Kannst du den Abschnitt über das Konvergenzprogramm des Vereinigten Königreichs vollständig und wortgetreu herausschreiben?

= GEGEBENER ABSCHNITT =
+++++
Das aktualisierte Konvergenzprogramm des Vereinigten Königreichs aus dem Jahr 2008, das der Kommission am 18. Dezember 2008 vorgelegt wurde, beruht auf denselben makroökonomischen und finanzpolitischen Projektionen wie der PBR 2008 und sieht für 2009/10 eine weitere Zunahme der Defizitquote auf 8,2 % des BIP vor. Die erwartete Verschlechterung der öffentlichen Finanzen im Haushaltsjahr 2009/10 gegenüber dem Vorjahr ist auf zwei teilweise zusammenhängende Hauptfaktoren zurückzuführen: erstens auf die Gesamtabnahme des BIP, und zweitens auf die starken Verluste von Steuereinnahmen aus zwei früheren Hauptquellen, der Finanzbranche und dem Wohnungsmarkt. Etwa ein Drittel der in dem Programm prognostizierten Zunahme des Defizits im Haushaltsjahr 2009/10 geht jedoch auf die verabschiedeten Konjunkturmaßnahmen zurück.

e)

Der Aktualisierung des Konvergenzprogramms aus dem Jahr 2008 zufolge wird sich die öffentliche Schuldenquote darüber hinaus im Haushaltsjahr 2009/10 auf etwa 60 % des BIP belaufen und damit die von den Behörden des Vereinigten Königreichs im März 2008 prognostizierte Quote von etwa 46 % deutlich übersteigen.

f)
+++++
= DIE AUFLISTUNG =
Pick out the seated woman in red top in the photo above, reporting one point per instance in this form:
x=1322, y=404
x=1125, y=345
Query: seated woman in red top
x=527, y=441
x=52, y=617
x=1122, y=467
+++++
= LÖSUNG DER AUFGABE =
Das aktualisierte Konvergenzprogramm des Vereinigten Königreichs aus dem Jahr 2008, das der Kommission am 18. Dezember 2008 vorgelegt wurde, beruht auf denselben makroökonomischen und finanzpolitischen Projektionen wie der PBR 2008 und sieht für 2009/10 eine weitere Zunahme der Defizitquote auf 8,2 % des BIP vor. Die erwartete Verschlechterung der öffentlichen Finanzen im Haushaltsjahr 2009/10 gegenüber dem Vorjahr ist auf zwei teilweise zusammenhängende Hauptfaktoren zurückzuführen: erstens auf die Gesamtabnahme des BIP, und zweitens auf die starken Verluste von Steuereinnahmen aus zwei früheren Hauptquellen, der Finanzbranche und dem Wohnungsmarkt. Etwa ein Drittel der in dem Programm prognostizierten Zunahme des Defizits im Haushaltsjahr 2009/10 geht jedoch auf die verabschiedeten Konjunkturmaßnahmen zurück.

e)

Der Aktualisierung des Konvergenzprogramms aus dem Jahr 2008 zufolge wird sich die öffentliche Schuldenquote darüber hinaus im Haushaltsjahr 2009/10 auf etwa 60 % des BIP belaufen und damit die von den Behörden des Vereinigten Königreichs im März 2008 prognostizierte Quote von etwa 46 % deutlich übersteigen.

f)